_SET TASK_: Duplicate the lines of every item below word for word, but leave the pictures out of your answer.

_Data entries_:

···

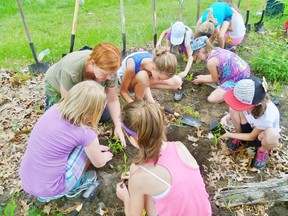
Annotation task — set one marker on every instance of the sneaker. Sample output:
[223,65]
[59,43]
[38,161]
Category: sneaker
[233,144]
[83,184]
[260,159]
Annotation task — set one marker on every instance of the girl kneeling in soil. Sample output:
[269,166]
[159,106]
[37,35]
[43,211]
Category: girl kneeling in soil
[224,66]
[179,37]
[235,36]
[165,178]
[215,22]
[255,117]
[142,71]
[62,139]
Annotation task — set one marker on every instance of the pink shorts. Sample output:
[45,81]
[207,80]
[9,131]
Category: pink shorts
[232,41]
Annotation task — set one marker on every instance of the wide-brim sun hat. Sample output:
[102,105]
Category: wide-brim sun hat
[198,43]
[247,94]
[177,33]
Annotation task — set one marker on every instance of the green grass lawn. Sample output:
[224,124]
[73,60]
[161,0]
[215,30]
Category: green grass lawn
[50,24]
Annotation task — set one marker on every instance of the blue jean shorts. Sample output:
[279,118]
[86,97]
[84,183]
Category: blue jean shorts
[76,163]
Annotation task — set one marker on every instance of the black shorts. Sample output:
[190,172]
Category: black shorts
[246,128]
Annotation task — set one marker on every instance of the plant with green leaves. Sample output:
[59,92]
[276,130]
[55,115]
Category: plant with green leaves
[124,168]
[189,77]
[10,208]
[115,145]
[217,131]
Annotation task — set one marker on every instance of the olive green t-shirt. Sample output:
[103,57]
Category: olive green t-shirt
[70,70]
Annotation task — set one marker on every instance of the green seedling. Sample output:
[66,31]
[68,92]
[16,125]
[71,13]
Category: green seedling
[39,108]
[10,207]
[187,110]
[189,77]
[124,168]
[115,145]
[217,130]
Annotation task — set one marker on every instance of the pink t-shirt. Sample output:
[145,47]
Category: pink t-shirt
[187,195]
[52,139]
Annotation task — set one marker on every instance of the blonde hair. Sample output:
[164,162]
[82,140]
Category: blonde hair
[208,27]
[207,49]
[106,56]
[165,61]
[259,110]
[84,100]
[147,120]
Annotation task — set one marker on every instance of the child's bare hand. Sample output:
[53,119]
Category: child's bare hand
[107,156]
[125,176]
[122,191]
[225,120]
[104,148]
[198,79]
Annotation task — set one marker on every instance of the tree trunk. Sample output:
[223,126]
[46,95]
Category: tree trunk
[274,190]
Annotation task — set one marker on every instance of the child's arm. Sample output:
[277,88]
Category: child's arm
[197,33]
[189,63]
[243,136]
[212,65]
[97,157]
[163,34]
[126,80]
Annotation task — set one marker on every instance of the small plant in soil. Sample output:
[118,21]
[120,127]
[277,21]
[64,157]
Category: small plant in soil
[115,145]
[124,168]
[217,130]
[189,77]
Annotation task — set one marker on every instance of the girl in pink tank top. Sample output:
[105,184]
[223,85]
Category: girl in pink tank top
[164,178]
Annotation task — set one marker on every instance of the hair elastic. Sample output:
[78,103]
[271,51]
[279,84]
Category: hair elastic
[130,132]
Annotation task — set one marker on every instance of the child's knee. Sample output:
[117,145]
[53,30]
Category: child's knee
[270,137]
[177,82]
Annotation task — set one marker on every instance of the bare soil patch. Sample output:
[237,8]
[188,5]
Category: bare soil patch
[21,104]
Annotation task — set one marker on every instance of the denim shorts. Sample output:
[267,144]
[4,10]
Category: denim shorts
[76,163]
[246,128]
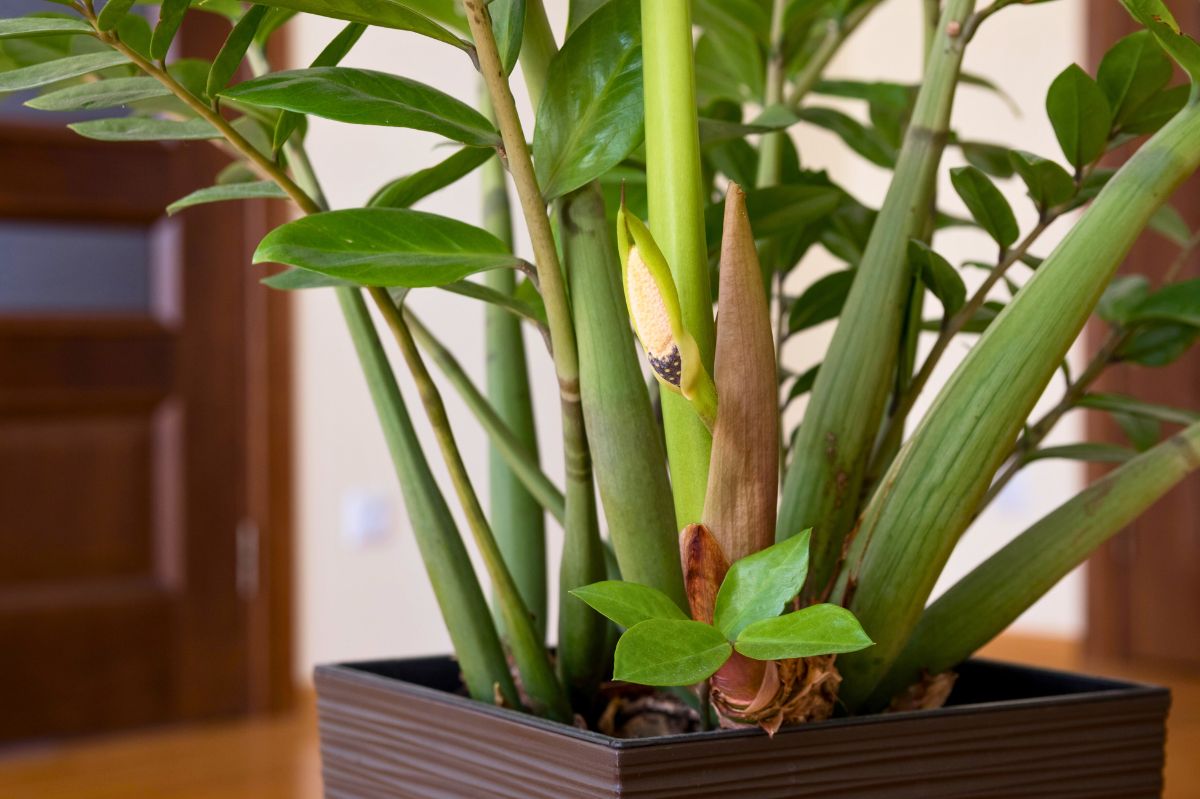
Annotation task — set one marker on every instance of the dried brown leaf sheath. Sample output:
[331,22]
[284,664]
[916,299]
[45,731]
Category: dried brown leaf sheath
[743,478]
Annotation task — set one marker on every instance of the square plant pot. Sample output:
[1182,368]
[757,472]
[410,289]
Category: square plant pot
[399,730]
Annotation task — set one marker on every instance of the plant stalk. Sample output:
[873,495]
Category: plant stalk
[581,631]
[510,446]
[521,628]
[475,642]
[822,485]
[516,514]
[984,602]
[934,487]
[676,194]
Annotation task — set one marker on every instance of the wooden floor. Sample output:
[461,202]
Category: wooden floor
[277,758]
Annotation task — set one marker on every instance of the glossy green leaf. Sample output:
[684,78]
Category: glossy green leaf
[145,128]
[1170,224]
[778,210]
[863,140]
[31,26]
[1133,71]
[628,604]
[821,301]
[670,652]
[508,26]
[298,280]
[1157,344]
[47,72]
[255,190]
[1157,17]
[1122,295]
[367,97]
[1049,184]
[112,13]
[990,158]
[1089,452]
[331,55]
[591,115]
[1157,110]
[1134,407]
[385,247]
[171,17]
[384,13]
[225,65]
[815,630]
[95,95]
[1176,304]
[1080,115]
[759,586]
[987,204]
[939,276]
[405,191]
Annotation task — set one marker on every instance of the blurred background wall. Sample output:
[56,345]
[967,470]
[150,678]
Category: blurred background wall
[360,587]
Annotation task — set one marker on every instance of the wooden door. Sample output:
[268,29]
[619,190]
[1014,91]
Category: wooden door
[142,452]
[1144,586]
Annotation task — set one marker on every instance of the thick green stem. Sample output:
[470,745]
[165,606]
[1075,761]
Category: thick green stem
[504,440]
[675,187]
[929,496]
[516,515]
[822,486]
[523,637]
[477,646]
[581,631]
[984,602]
[627,452]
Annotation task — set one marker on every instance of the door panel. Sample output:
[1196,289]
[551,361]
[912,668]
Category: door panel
[127,463]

···

_CORRECT RESPONSE_:
Annotation task — set one marker on every instance of the sneaker. Sample output:
[223,65]
[59,43]
[38,161]
Category: sneaker
[233,144]
[83,184]
[260,159]
Annotation task — set one marker on every instance of the girl kneeling in soil. Sample output:
[269,166]
[159,106]
[37,35]
[43,211]
Category: girl kneeling in soil
[224,66]
[179,37]
[235,36]
[165,178]
[215,22]
[255,117]
[142,71]
[62,139]
Annotation task — set one marker on every instance of the pink shorts. Sample output:
[45,81]
[207,80]
[9,131]
Category: pink shorts
[232,41]
Annotation task — set one marker on every instance of the wide-brim sun hat. Sample output:
[102,105]
Category: wide-brim sun hat
[198,43]
[247,94]
[177,33]
Annotation task — set one marker on every instance of the green grass lawn. Sample output:
[224,124]
[73,60]
[161,0]
[215,30]
Category: green grass lawn
[50,24]
Annotation task — set one marker on every instance of the blue jean shorts. Sample output:
[279,118]
[86,97]
[84,183]
Category: blue jean shorts
[76,163]
Annotation task — set one marker on every instance of the black shorts. Sample output:
[190,172]
Category: black shorts
[246,128]
Annotation task — set one marker on every instance of the plant with green leaves. Sample output:
[59,92]
[276,130]
[55,115]
Category: plant with green leaves
[124,168]
[189,77]
[10,208]
[115,145]
[217,131]
Annotation task — set one marker on every instance of the olive green t-shirt. Sample output:
[103,57]
Category: olive green t-shirt
[70,70]
Annotation task — set one marker on every instance of the green seedling. Sample output:
[66,31]
[68,92]
[16,125]
[71,13]
Category: green seedling
[39,108]
[10,207]
[187,110]
[189,77]
[124,168]
[115,145]
[217,130]
Annotation task — set one marker on every instance of the pink t-shirt. Sample output:
[145,47]
Category: pink t-shirt
[187,195]
[52,139]
Annotation task — set one marker on every instance of the blonde hair. Sample output:
[164,162]
[82,140]
Category: blonde hair
[208,27]
[207,49]
[106,56]
[165,61]
[259,110]
[84,100]
[147,120]
Annotation task — set one marker on every instance of the child's bare hand. Sample output:
[53,119]
Category: child's bare hand
[107,156]
[125,176]
[122,191]
[225,120]
[104,148]
[198,79]
Annotation task — set one marker on every instance of the tree trunk. Sample output:
[223,126]
[46,95]
Category: tree trunk
[274,190]
Annotation task — set one marker on every instance of the child's arm. Sample output:
[277,88]
Category: child's arm
[197,33]
[189,63]
[243,136]
[212,65]
[97,157]
[163,34]
[126,80]
Annotation task — set one marker on every instance of the small plant in soil. Sample output:
[118,21]
[120,127]
[277,21]
[64,157]
Category: small plant in soil
[115,145]
[124,168]
[217,130]
[189,77]
Annotation task — set one marker on every instance of the girl in pink tank top. Sample output:
[105,184]
[223,85]
Category: girl in pink tank top
[164,178]
Annotation task — set one marker on every instance of the hair elastic. Sample output:
[78,103]
[271,51]
[279,84]
Category: hair elastic
[130,132]
Annotation task — set one marker on every instance of the child's knee. Sample output:
[117,145]
[53,30]
Category: child's knee
[270,137]
[177,82]
Annotation task — set one marker on every instance of the bare soil patch. Sample output:
[237,8]
[188,5]
Category: bare soil patch
[21,104]
Annotation task — set one marker on every instance of the denim shorts. Sample output:
[267,144]
[4,10]
Category: denim shorts
[76,163]
[246,128]
Annotation task — set one marker on every instance of the dried brown leaf sheath. Sample output:
[331,22]
[284,664]
[916,299]
[45,731]
Category: dried brown leaf sheath
[743,478]
Annotation task — set one marker on every instance of the square plant pot. Sample output:
[1182,368]
[757,472]
[410,289]
Category: square plant pot
[399,730]
Annotation task — set one marker on every instance of the plant stalk. Sample output:
[873,495]
Category: plant stalk
[581,631]
[510,446]
[521,628]
[475,642]
[822,485]
[516,514]
[984,602]
[934,487]
[676,194]
Annotation task — set one marker on every instance of the wooden floor. Sample output:
[461,202]
Category: wooden floor
[277,758]
Annotation task — set one marker on every instance of the glossy green leaf. Sample output:
[684,78]
Category: glossy green leaf
[145,128]
[1170,224]
[778,210]
[863,140]
[31,26]
[1133,71]
[628,604]
[821,301]
[670,652]
[508,26]
[298,280]
[1157,344]
[47,72]
[255,190]
[1157,17]
[1122,295]
[367,97]
[1049,184]
[112,13]
[990,158]
[1089,452]
[331,55]
[591,115]
[1157,110]
[1134,407]
[385,247]
[171,17]
[384,13]
[225,65]
[815,630]
[95,95]
[1176,304]
[1080,115]
[759,586]
[987,204]
[939,276]
[405,191]
Annotation task — set one marker on every instance of the blurred background wall. Sample output:
[56,345]
[967,470]
[150,678]
Category: blurred background wall
[360,587]
Annotation task — set one marker on every instance of the wooden door. Sample output:
[268,29]
[619,190]
[1014,91]
Category: wooden door
[142,452]
[1144,586]
Annotation task — set one marker on every instance of the thick green stem. Sample output:
[470,745]
[165,606]
[1075,761]
Category: thick green stem
[504,440]
[675,187]
[929,496]
[516,515]
[822,486]
[523,637]
[477,646]
[581,631]
[984,602]
[627,452]
Annotation task — set one marker on every instance of the door panel. Sample output:
[1196,289]
[551,361]
[912,668]
Category: door panel
[127,463]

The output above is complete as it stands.